Extract all of the entries and give them again, word for word.

═══

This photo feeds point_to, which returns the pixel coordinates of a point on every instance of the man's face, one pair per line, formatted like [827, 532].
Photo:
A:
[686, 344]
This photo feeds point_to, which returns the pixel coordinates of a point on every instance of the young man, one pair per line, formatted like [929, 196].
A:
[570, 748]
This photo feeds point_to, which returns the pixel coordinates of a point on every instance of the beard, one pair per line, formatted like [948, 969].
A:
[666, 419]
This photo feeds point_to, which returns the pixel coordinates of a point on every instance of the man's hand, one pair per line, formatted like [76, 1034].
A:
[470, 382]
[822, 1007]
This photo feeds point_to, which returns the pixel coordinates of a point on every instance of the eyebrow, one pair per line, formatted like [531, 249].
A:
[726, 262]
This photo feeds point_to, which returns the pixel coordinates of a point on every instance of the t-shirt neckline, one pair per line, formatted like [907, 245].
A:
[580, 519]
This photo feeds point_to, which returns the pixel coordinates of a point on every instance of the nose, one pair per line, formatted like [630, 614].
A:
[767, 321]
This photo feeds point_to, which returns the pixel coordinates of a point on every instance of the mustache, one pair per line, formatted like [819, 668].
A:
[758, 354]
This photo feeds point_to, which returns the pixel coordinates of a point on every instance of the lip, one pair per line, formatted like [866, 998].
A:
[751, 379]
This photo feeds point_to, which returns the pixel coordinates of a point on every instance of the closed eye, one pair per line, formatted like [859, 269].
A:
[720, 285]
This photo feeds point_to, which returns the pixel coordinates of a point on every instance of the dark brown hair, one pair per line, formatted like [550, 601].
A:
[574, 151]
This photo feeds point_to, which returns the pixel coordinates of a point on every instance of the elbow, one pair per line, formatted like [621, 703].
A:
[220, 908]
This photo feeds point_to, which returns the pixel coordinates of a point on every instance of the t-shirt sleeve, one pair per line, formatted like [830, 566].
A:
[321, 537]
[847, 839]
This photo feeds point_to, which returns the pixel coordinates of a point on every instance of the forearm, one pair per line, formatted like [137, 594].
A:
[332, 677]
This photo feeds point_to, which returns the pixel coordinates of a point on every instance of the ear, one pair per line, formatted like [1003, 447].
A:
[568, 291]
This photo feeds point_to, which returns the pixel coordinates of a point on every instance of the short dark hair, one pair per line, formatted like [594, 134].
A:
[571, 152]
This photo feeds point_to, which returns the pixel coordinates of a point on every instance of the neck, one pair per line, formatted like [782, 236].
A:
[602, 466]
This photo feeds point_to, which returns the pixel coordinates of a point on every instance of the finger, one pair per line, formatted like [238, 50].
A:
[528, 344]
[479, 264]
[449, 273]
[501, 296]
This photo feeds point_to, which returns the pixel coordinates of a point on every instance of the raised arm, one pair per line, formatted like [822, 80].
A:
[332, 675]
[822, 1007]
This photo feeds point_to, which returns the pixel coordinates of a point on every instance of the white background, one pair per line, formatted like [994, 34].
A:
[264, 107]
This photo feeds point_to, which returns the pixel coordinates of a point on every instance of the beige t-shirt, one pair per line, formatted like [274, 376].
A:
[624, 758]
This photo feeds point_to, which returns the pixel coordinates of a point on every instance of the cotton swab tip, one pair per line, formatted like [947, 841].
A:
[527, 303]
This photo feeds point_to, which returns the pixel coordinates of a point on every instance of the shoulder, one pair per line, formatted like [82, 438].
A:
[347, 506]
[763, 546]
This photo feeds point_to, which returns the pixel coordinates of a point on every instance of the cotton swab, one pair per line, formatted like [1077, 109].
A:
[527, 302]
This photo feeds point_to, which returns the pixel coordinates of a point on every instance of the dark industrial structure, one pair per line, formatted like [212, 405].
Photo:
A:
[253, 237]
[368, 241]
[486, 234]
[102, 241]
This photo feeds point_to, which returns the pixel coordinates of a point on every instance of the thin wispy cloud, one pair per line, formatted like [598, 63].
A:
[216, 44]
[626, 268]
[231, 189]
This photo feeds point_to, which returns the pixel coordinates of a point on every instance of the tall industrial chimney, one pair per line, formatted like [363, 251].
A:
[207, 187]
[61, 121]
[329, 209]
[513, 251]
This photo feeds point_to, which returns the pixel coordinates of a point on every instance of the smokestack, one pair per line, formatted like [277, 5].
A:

═══

#### [Completed exercise]
This photo feeds point_to, which returns the pixel coordinates of a point on every instance of the man's face, one pair per line, formatted like [827, 532].
Photo:
A:
[686, 344]
This photo feeds point_to, which returns the pixel coordinates of a point on every instance of the young man, one pair per line, formatted like [929, 196].
A:
[570, 748]
This photo feeds point_to, which returns the pixel coordinates of a point on every instance of the beard, one pair per line, formatted like [948, 969].
A:
[666, 419]
This photo feeds point_to, which returns the pixel coordinates of a point on every instance of the man's hand, one pair per line, formatted like [76, 1034].
A:
[470, 382]
[822, 1007]
This photo feeds point_to, which returns the pixel coordinates of a point on every instance of the eyebrow, one pair per line, formatted like [531, 249].
A:
[726, 262]
This photo feeds point_to, which returns the pixel coordinates of a point on every instance of the t-shirt neckline, one pair per line, formatted like [907, 245].
A:
[580, 519]
This photo feeds point_to, which returns the pixel coordinates of a point on every instance of the nose, one pair per line, formatted like [630, 614].
A:
[767, 321]
This photo feeds point_to, which returns the pixel coordinates of a point on every instance of the mustache, one pair per line, formatted like [819, 668].
A:
[758, 354]
This photo feeds point_to, which returns the pixel coordinates of a point on every instance of the lip, one pair per line, formatted like [866, 998].
A:
[751, 379]
This photo feeds point_to, which returns the pixel coordinates of a point on every instance of the closed eye, one pair per line, formatted like [859, 269].
A:
[720, 285]
This photo feeds point_to, which returns the pixel coordinates of a point on every instance of the dark brown hair, one pair per line, formatted like [550, 601].
A:
[574, 151]
This photo feeds point_to, which returns the pixel coordinates of a point on every instance of the elbow, one pair per line, formatted like [621, 703].
A:
[220, 908]
This photo feeds point_to, which returns the pixel coordinates of a point on every instance of the t-shirt sleeve, one pair per line, formatted like [830, 566].
A:
[321, 537]
[847, 839]
This photo feeds point_to, which returns the pixel coordinates of a point on every instance of the forearm, one pair per line, formatted like [137, 594].
A:
[332, 677]
This photo feeds point_to, which returns the pixel coordinates of a point on every instance of the ear, one pair per line, formatted like [1003, 447].
A:
[568, 291]
This photo feeds point_to, which returns the pixel coordinates of a point on every instance of the short dark hair, one pair per line, formatted like [594, 134].
A:
[571, 152]
This photo feeds point_to, which returns the pixel coordinates of a point on every instance of the neck, one pair per line, formatted like [782, 236].
A:
[602, 466]
This photo feeds point_to, which returns the pixel coordinates of a point on every instance of the finger, one pair per line, formatted like [238, 50].
A:
[528, 344]
[479, 264]
[449, 273]
[501, 296]
This photo feeds point_to, which returns the pixel coordinates of a point on every instance of the raised arm, one pair per line, formatted like [822, 80].
A:
[332, 675]
[822, 1007]
This photo feeds point_to, which returns the pixel coordinates of a point on every instance of the white background, one pair per line, formatted like [994, 34].
A:
[264, 107]
This photo feeds point_to, which returns the pixel coordinates of a point on every instance of the beige t-shirt, one pair per line, formatted like [274, 376].
A:
[624, 758]
This photo feeds point_to, which returns the pixel coordinates of a point on every instance of the cotton swab tip, one pair per line, formatted like [947, 841].
A:
[527, 303]
This photo feeds point_to, which returns the pixel coordinates of a point on every instance of the shoulder, one pair per line, formatted like [82, 438].
A:
[347, 506]
[763, 546]
This photo feeds point_to, which returns the pixel coordinates of a point on every instance of the cotton swab, one pair per line, formatted like [1077, 109].
A:
[527, 302]
This photo feeds point_to, which returns the pixel coordinates of a point on every instance of the dark industrial structure, one pair per line, formatted like [212, 405].
Photo:
A:
[253, 237]
[368, 241]
[486, 234]
[102, 241]
This photo feeds point_to, which returns the pixel coordinates of a point on every instance of the thin wispy cloud, one pair per line, formatted like [598, 63].
A:
[216, 44]
[626, 268]
[231, 189]
This photo feeds point_to, which returns the pixel coordinates of a point on every instance of the tall industrial chimney, one pair per line, formatted like [363, 251].
A:
[207, 187]
[61, 121]
[329, 209]
[513, 251]
This photo feeds point_to, which returns the pixel coordinates of a point on every instance of the smokestack, one pair per line, formatted like [277, 5].
A:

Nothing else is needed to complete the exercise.